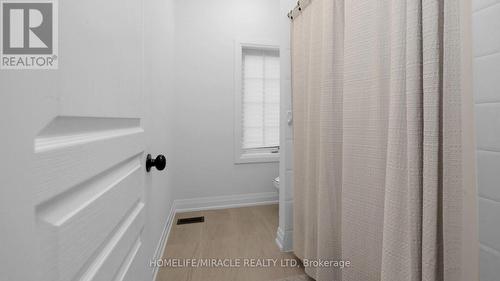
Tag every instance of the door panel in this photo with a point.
(89, 197)
(75, 186)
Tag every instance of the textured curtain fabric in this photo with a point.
(383, 162)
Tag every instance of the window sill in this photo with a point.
(257, 158)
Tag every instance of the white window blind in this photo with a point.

^^^^

== Goal of the exercise ==
Rewrite all the records above with every "photo" changed to "image" and nothing else altered. Leave the pictures out.

== Finished exercise ==
Tag every instance of the door panel in this image with a point.
(89, 197)
(75, 186)
Tag every instance of the textured curtain fabric in this image with a point.
(383, 162)
Tag every instance of the window sill in this image with a point.
(257, 158)
Tag every instance of the white window blind in this image with a point.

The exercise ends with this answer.